◆ WHAT YOU NEED TO DO ◆
From the listing below, extract each line that contains the word "jacket". Case matters.
[start DATASET ENTRIES]
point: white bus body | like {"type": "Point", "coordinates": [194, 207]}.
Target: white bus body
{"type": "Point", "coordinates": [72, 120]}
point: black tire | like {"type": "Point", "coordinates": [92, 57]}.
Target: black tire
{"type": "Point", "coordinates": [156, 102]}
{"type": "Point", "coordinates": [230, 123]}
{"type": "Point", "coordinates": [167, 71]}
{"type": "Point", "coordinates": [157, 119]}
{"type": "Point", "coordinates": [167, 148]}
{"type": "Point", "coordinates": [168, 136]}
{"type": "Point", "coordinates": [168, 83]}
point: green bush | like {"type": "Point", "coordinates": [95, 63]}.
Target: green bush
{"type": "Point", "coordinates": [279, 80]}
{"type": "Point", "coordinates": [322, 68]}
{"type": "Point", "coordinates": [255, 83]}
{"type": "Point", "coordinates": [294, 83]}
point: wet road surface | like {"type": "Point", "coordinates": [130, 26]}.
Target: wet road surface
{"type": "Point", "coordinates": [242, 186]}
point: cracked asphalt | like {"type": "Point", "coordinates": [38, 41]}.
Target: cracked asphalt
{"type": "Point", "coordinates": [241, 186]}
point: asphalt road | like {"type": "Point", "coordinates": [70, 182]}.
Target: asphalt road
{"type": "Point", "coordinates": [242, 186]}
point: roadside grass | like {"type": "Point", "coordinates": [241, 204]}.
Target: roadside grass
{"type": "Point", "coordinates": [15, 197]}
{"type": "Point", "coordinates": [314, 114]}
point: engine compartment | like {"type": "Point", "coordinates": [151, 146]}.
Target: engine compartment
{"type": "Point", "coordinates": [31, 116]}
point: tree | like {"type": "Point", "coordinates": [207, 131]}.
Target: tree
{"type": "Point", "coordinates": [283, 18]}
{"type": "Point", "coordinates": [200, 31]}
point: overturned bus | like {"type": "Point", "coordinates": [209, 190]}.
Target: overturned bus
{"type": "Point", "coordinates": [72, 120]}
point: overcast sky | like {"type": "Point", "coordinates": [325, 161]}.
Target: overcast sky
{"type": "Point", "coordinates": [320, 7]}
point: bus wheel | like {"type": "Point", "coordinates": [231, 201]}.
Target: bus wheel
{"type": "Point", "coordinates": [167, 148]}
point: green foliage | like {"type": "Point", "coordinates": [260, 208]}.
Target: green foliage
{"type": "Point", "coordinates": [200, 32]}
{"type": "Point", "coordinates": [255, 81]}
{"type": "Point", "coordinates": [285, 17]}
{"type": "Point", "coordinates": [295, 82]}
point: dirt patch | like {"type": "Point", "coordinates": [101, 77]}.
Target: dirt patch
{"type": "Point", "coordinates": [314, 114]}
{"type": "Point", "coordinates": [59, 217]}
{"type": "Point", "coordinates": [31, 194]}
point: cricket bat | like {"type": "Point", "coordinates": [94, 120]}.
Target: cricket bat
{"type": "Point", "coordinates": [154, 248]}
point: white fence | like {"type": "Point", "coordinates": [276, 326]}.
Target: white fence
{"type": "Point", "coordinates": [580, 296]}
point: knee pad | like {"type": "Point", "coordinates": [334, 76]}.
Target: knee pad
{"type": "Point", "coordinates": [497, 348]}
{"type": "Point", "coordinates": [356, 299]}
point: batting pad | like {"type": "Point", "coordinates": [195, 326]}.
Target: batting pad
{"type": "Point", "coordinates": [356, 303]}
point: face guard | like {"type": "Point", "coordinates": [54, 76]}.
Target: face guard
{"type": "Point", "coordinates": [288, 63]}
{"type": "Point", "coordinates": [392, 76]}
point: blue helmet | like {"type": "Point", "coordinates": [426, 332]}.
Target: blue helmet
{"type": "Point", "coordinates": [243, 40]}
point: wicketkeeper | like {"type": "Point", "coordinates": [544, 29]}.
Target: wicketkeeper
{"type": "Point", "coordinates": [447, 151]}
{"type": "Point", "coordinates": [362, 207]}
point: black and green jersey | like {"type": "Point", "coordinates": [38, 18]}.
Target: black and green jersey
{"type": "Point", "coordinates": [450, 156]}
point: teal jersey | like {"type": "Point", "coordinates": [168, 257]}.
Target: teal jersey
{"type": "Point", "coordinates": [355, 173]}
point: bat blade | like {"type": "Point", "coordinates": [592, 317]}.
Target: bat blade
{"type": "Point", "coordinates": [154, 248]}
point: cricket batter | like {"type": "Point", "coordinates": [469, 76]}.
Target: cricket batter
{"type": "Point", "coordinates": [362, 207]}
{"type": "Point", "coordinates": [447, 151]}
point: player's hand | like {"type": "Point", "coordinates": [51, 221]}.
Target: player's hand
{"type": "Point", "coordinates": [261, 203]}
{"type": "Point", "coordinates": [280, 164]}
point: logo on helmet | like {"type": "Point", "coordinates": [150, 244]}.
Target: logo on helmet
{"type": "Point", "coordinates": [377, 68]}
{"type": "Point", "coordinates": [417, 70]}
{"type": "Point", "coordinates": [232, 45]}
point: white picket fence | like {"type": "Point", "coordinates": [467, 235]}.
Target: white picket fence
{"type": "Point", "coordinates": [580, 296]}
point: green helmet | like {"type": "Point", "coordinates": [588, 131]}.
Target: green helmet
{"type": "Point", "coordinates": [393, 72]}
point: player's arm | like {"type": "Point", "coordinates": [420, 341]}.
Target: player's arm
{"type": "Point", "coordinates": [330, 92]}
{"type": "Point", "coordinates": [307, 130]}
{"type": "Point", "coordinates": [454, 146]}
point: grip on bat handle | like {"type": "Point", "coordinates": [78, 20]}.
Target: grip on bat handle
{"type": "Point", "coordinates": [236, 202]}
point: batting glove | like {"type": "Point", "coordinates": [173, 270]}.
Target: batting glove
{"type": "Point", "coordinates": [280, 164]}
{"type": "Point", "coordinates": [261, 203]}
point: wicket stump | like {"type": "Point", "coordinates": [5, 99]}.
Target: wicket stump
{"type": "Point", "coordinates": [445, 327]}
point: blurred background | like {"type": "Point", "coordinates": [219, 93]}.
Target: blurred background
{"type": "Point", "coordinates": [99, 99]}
[end DATASET ENTRIES]
[start DATASET ENTRIES]
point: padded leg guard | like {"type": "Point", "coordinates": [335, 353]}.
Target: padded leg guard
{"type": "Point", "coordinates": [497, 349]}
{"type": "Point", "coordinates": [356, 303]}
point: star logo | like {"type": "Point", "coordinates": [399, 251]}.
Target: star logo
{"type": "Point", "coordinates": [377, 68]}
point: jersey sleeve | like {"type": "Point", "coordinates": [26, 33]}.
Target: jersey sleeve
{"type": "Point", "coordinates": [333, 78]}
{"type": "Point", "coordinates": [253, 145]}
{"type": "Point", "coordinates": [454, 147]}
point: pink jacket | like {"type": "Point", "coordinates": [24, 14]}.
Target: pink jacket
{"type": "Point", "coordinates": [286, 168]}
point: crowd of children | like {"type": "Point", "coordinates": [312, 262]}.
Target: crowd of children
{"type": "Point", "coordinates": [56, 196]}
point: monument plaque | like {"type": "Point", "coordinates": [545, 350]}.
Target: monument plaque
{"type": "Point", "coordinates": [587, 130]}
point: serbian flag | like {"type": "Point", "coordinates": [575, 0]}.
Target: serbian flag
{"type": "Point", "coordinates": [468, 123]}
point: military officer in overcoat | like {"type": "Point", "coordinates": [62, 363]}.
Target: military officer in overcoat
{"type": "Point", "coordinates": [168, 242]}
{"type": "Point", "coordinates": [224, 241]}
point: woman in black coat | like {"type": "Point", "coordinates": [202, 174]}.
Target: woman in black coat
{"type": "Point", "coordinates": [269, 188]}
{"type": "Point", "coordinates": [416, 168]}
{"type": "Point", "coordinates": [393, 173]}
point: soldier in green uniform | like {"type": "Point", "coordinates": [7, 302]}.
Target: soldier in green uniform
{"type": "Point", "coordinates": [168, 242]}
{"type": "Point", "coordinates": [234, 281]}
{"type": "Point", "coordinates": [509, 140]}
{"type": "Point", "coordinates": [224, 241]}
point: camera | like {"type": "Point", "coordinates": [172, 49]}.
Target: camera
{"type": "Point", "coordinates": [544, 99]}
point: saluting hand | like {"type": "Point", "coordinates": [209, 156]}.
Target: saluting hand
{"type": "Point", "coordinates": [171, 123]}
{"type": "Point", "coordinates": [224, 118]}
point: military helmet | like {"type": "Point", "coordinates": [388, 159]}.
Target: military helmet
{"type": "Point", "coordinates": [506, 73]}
[end DATASET ENTRIES]
◆ PROBLEM SOLUTION ◆
point: pink jacket | like {"type": "Point", "coordinates": [24, 14]}.
Target: pink jacket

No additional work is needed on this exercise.